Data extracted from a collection

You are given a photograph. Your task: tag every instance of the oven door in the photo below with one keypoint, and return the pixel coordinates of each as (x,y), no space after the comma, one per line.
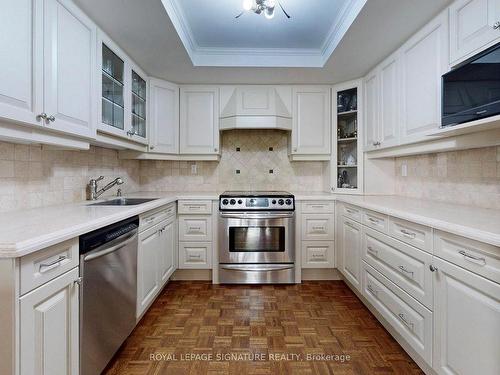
(264,237)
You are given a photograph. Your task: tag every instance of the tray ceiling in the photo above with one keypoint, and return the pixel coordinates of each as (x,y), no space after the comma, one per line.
(213,37)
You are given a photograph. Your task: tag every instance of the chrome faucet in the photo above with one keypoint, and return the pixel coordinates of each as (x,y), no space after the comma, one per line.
(92,187)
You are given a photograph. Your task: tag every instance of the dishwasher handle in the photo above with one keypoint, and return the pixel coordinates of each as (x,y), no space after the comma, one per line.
(104,250)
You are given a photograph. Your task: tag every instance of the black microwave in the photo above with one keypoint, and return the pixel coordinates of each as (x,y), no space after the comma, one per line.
(472,90)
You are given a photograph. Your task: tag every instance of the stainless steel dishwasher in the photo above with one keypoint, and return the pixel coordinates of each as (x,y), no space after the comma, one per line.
(108,297)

(What the task requires)
The data must be printed exactly, image-free.

(Your solution)
You are given a photograph. Your task: tag every instance of the oven door in the photo below with one keypoint, and return the pixel coordinates of each as (x,y), no space after the comma, one per line.
(264,237)
You are given a photograph. Your task: tag every instance of the tray ceiling in the photo above with one keypoint, and return the pixel coordinates of each as (x,y), no space after the comma, one per line.
(213,37)
You are given a photograph. Your task: tag every instance of the chrome faucet in the photo above with one keypoint, and return the pixel coordinates of each as (x,y), no space after the comma, one per line.
(92,187)
You are given a photograph. Your task: tag every instance of the dishwasher handle in the photo above with one keypoint, and return the pixel coordinates of each as (x,y), no space after the comma, one per line.
(104,250)
You are given a photograph. Your task: tag every instance of the black microwave in the photo above with one keypoint, and return the pixel coordinates of each as (x,y), no space after the comma, one per line.
(472,90)
You are given a photograph. Your task: tag every instance of the stainless steel dishwasher in the photo above with one keypoint, and return the pixel coordinates of each as (x,y), no space after the comma, one per line.
(108,297)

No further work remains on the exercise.